Exercise ▸
Only reproduce the lines from the line containing "146, row 57." onward, exactly, through the final line of the data below.

Dataset extract ▸
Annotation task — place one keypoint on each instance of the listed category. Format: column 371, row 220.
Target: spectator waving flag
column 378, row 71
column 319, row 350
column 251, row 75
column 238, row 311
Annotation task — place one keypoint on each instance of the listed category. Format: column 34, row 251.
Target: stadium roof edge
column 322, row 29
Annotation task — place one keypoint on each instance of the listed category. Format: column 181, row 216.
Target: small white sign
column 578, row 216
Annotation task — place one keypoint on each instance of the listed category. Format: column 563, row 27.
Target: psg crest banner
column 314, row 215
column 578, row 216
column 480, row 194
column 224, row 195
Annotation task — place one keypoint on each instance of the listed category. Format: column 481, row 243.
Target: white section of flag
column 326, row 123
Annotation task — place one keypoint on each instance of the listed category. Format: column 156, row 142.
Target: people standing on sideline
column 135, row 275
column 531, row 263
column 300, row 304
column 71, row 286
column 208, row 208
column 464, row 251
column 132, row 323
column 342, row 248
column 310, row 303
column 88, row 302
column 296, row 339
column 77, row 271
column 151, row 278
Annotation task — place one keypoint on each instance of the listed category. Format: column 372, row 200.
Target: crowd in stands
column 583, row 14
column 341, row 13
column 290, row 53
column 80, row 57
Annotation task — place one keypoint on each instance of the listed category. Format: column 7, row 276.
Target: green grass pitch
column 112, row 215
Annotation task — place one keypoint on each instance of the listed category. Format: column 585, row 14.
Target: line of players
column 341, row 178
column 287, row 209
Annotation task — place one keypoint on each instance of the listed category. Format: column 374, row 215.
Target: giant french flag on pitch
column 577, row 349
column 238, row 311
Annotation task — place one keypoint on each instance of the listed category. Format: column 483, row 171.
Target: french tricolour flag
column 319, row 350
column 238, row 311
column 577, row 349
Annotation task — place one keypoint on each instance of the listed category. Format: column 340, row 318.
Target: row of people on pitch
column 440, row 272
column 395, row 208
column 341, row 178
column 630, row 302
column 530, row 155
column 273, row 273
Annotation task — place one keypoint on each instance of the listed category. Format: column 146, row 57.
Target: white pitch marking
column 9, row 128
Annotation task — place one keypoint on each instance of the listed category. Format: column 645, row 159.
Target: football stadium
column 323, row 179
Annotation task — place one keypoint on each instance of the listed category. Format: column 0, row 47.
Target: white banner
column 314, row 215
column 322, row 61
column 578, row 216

Response area ▸
Annotation task — place one keypoint on each instance of the listed category. Format: column 146, row 57.
Target: white pitch marking
column 9, row 128
Annotation task — place one keypoint on each instance of the listed category. Format: column 645, row 159.
Target: football stadium
column 323, row 179
Annotation task — place one keypoint on each instance of the listed category. Format: column 0, row 47.
Target: white banner
column 314, row 215
column 322, row 61
column 578, row 216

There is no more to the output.